»»

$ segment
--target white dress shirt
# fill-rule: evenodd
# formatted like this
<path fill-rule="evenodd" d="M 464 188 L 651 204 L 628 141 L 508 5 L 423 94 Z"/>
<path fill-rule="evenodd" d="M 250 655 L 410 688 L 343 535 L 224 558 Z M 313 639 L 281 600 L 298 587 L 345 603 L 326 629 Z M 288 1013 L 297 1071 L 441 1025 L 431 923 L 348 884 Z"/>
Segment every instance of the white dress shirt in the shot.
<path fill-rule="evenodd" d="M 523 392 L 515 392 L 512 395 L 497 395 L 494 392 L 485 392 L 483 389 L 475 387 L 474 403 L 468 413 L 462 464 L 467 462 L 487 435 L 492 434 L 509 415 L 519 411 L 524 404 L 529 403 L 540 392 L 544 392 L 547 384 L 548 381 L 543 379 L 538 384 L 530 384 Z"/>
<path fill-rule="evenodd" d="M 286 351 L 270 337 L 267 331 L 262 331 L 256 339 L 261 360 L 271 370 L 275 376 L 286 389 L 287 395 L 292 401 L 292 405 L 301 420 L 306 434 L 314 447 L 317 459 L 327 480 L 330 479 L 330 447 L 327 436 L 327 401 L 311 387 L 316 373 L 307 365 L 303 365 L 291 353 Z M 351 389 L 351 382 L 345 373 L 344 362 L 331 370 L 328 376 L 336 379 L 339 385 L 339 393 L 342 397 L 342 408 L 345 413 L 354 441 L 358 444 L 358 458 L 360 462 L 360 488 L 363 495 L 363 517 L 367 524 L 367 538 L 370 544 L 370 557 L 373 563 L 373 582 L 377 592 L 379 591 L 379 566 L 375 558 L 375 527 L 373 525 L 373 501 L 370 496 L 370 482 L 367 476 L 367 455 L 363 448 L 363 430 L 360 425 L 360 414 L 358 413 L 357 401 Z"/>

««

> [Aim of the task] Reproduce the items verbatim, starting with their first line and continuing through the line containing "523 392 L 515", with both ends included.

> [Completed exercise]
$ segment
--target white dress shirt
# fill-rule: evenodd
# formatted like this
<path fill-rule="evenodd" d="M 464 188 L 651 204 L 628 141 L 508 5 L 423 94 Z"/>
<path fill-rule="evenodd" d="M 250 655 L 410 688 L 343 535 L 224 558 Z M 313 639 L 281 600 L 298 587 L 345 603 L 326 629 Z M 288 1013 L 297 1071 L 441 1025 L 431 923 L 348 884 Z"/>
Segment every instance of the white dress shirt in the shot.
<path fill-rule="evenodd" d="M 523 392 L 515 392 L 512 395 L 497 395 L 494 392 L 485 392 L 483 389 L 475 387 L 474 403 L 468 413 L 462 464 L 467 462 L 487 435 L 492 434 L 509 415 L 519 411 L 524 404 L 529 403 L 540 392 L 544 392 L 547 384 L 548 381 L 543 379 L 538 384 L 530 384 Z"/>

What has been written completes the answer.